Retype every line of the entries below verbatim, keeping the original line breaks and characters unchanged.

# start of Dataset excerpts

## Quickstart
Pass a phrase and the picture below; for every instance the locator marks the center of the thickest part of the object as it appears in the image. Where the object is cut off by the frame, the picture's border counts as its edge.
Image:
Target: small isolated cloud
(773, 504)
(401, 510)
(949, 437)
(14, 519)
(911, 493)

# end of Dataset excerpts

[Answer to the task]
## Quickstart
Pass a phrase and the picture below; for every instance the locator marks the center of the thickest part of the object as it appears in the image. Where the object is cut off by the frame, the picture's border counts as its edge.
Image:
Target: small isolated cloud
(773, 504)
(401, 510)
(949, 437)
(14, 519)
(911, 493)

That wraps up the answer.